WRITTEN REQUEST 1 –
Answer these questions about the post on Spork and Akephalos:
(a) Which library does Akephalos wrap?
(b) What does Akephalos use so that non-jruby instances can reach htmlunit?
(c) According to the final sentence, why would spork be especially useful here?

Space Vatican

Ramblings of a curious coder

Sporking With Akephalos

Spork is a test server for saving on environment startup time when running rspec or cucumber. Akephalos is an awesome capybara driver that wraps the htmlunit library. Because htmlunit is a java library, akephalos spawns a jruby process and then uses DRb to allow non-jruby instances to get at the htmlunit goodness.

If you try and combine the two, you get a somewhat uninviting error message:

Fs-ElephantBook-2:dressipi fred$ cucumber --drb features/user_signs_up.feature 
Using the default profile...
Disabling profiles...
.F---------------------------

(::) failed steps (::)

0x00000083df8904 is not id value (RangeError)
(druby://127.0.0.1:8990) /Users/fred/.rvm/rubies/ruby-1.9.2-p180/lib/ruby/1.9.1/drb/drb.rb:375:in `_id2ref'
(druby://127.0.0.1:8990) /Users/fred/.rvm/rubies/ruby-1.9.2-p180/lib/ruby/1.9.1/drb/drb.rb:375:in `to_obj'
(druby://127.0.0.1:8990) /Users/fred/.rvm/rubies/ruby-1.9.2-p180/lib/ruby/1.9.1/drb/drb.rb:1405:in `to_obj'
(druby://127.0.0.1:8990) /Users/fred/.rvm/rubies/ruby-1.9.2-p180/lib/ruby/1.9.1/drb/drb.rb:1713:in `to_obj'
(druby://127.0.0.1:8990) /Users/fred/.rvm/rubies/ruby-1.9.2-p180/lib/ruby/1.9.1/drb/drb.rb:613:in `recv_request'
(druby://127.0.0.1:8990) /Users/fred/.rvm/rubies/ruby-1.9.2-p180/lib/ruby/1.9.1/drb/drb.rb:908:in `recv_request'
(druby://127.0.0.1:8990) /Users/fred/.rvm/rubies/ruby-1.9.2-p180/lib/ruby/1.9.1/drb/drb.rb:1533:in `init_with_client'
(druby://127.0.0.1:8990) /Users/fred/.rvm/rubies/ruby-1.9.2-p180/lib/ruby/1.9.1/drb/drb.rb:1545:in `setup_message'
(druby://127.0.0.1:8990) /Users/fred/.rvm/rubies/ruby-1.9.2-p180/lib/ruby/1.9.1/drb/drb.rb:1497:in `perform'
(druby://127.0.0.1:8990) /Users/fred/.rvm/rubies/ruby-1.9.2-p180/lib/ruby/1.9.1/drb/drb.rb:1592:in `block (2 levels) in main_loop'
(druby://127.0.0.1:8990) /Users/fred/.rvm/rubies/ruby-1.9.2-p180/lib/ruby/1.9.1/drb/drb.rb:1588:in `loop'
(druby://127.0.0.1:8990) /Users/fred/.rvm/rubies/ruby-1.9.2-p180/lib/ruby/1.9.1/drb/drb.rb:1588:in `block in main_loop'
(druby://127.0.0.1:60779) -e:1
./features/step_definitions/authentication_steps.rb:31:in `block (2 levels) in '
./features/step_definitions/authentication_steps.rb:30:in `each_pair'
./features/step_definitions/authentication_steps.rb:30:in `/^I sign up with$/'
features/user_signs_up.feature:10:in `When I sign up with'

Which a shame as spork would be especially useful here because akephalos can take quite a few seconds to launch its jruby process.

Object point labels:
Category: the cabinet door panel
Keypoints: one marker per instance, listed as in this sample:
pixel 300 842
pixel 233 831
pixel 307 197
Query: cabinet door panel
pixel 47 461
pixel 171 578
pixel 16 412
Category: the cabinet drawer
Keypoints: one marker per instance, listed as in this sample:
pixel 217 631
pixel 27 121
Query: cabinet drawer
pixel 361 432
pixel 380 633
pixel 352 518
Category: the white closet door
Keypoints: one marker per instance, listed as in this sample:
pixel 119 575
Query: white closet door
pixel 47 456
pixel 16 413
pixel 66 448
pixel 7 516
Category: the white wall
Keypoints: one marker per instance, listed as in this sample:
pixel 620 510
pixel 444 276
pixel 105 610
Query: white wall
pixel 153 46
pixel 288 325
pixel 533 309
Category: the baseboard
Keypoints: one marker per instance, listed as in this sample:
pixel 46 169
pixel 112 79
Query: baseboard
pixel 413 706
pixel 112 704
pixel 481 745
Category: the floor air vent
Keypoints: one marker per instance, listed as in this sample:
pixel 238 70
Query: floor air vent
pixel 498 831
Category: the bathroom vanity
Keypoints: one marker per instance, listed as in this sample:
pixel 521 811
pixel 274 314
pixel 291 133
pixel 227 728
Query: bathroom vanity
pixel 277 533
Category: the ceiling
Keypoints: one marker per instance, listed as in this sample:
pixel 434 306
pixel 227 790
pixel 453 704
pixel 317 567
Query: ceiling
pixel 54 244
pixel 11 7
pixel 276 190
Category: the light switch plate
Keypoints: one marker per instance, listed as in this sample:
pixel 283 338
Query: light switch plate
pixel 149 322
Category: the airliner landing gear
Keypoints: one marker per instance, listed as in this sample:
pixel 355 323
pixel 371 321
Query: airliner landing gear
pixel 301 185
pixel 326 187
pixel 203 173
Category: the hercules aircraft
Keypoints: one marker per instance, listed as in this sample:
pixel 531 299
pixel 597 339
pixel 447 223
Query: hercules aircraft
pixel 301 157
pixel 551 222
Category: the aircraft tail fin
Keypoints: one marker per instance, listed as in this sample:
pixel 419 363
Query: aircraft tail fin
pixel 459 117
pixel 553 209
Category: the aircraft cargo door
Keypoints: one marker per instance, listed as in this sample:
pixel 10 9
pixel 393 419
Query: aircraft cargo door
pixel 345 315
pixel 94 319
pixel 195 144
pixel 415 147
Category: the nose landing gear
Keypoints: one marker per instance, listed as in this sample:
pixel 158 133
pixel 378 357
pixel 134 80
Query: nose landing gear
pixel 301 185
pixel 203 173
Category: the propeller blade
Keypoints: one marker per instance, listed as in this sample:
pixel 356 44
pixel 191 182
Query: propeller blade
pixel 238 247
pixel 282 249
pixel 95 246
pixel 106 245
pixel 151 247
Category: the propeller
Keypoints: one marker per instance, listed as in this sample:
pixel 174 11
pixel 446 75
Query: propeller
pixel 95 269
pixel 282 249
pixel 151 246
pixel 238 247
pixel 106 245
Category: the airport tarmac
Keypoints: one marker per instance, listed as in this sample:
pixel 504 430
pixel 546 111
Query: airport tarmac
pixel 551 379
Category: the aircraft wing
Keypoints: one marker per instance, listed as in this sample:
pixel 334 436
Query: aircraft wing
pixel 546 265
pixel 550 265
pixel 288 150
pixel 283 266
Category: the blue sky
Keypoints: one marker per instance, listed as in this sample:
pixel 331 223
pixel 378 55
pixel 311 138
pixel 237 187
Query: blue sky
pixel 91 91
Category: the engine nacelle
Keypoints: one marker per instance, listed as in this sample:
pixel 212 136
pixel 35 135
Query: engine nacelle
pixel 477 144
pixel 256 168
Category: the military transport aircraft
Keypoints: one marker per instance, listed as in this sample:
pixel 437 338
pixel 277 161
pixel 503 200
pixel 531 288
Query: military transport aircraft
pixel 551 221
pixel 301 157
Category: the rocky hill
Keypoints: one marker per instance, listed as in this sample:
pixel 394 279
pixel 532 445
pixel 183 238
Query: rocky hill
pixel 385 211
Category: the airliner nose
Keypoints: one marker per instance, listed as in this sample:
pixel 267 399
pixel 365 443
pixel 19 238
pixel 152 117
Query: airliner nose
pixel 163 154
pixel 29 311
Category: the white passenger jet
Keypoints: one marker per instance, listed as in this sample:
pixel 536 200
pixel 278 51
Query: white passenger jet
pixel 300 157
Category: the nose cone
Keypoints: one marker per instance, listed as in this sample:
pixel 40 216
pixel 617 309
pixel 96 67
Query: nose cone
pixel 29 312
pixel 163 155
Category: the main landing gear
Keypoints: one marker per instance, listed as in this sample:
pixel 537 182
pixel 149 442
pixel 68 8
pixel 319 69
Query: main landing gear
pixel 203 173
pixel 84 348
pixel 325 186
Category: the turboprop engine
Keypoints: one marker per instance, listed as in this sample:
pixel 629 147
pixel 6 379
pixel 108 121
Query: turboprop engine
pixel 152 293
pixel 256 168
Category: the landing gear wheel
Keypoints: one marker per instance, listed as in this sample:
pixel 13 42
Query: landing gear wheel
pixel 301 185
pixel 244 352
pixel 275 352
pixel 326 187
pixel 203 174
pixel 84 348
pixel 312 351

WRITTEN REQUEST 2 – Transcribe the entries character for character, from the first line of the entries through the line holding "pixel 553 209", with both of those lines included.

CORRECT ANSWER 1 –
(a) The htmlunit library.
(b) DRb.
(c) Akephalos can take quite a few seconds to launch its jruby process.

CORRECT ANSWER 2 –
Category: the cabinet door panel
Keypoints: one marker per instance, listed as in this sample:
pixel 300 842
pixel 233 831
pixel 307 197
Query: cabinet door panel
pixel 47 461
pixel 171 578
pixel 16 412
Category: the cabinet drawer
Keypoints: one marker per instance, listed as in this sample:
pixel 217 631
pixel 27 121
Query: cabinet drawer
pixel 361 432
pixel 380 633
pixel 352 518
Category: the white closet door
Keypoints: one marker per instance, listed as in this sample:
pixel 119 575
Query: white closet door
pixel 47 456
pixel 16 413
pixel 66 448
pixel 7 516
Category: the white wall
Keypoints: one marker per instance, listed as in this sample:
pixel 620 510
pixel 444 276
pixel 105 610
Query: white wall
pixel 153 46
pixel 288 325
pixel 533 309
Category: the baseboard
Keypoints: one marker per instance, listed as in this sample:
pixel 46 169
pixel 112 79
Query: baseboard
pixel 413 706
pixel 112 704
pixel 481 745
Category: the floor air vent
Keypoints: one marker per instance, listed as in this sample:
pixel 238 70
Query: floor air vent
pixel 498 831
Category: the bathroom vanity
Keypoints: one marker per instance, listed as in this sample:
pixel 521 811
pixel 274 314
pixel 291 133
pixel 227 728
Query: bathroom vanity
pixel 277 533
Category: the ceiling
Keypoints: one marker per instance, listed as in this sample:
pixel 434 306
pixel 227 790
pixel 453 704
pixel 317 567
Query: ceiling
pixel 54 244
pixel 11 7
pixel 276 190
Category: the light switch plate
Keypoints: one marker per instance, listed as in this sample:
pixel 283 338
Query: light switch plate
pixel 149 322
Category: the airliner landing gear
Keypoints: one marker per instance, listed as in this sample:
pixel 355 323
pixel 371 321
Query: airliner landing gear
pixel 301 185
pixel 326 187
pixel 203 173
Category: the hercules aircraft
Keypoints: one marker per instance, listed as in this sample:
pixel 531 299
pixel 597 339
pixel 447 223
Query: hercules aircraft
pixel 301 157
pixel 551 222
Category: the aircraft tail fin
Keypoints: one marker per instance, listed as in this sample:
pixel 419 363
Query: aircraft tail fin
pixel 459 117
pixel 553 209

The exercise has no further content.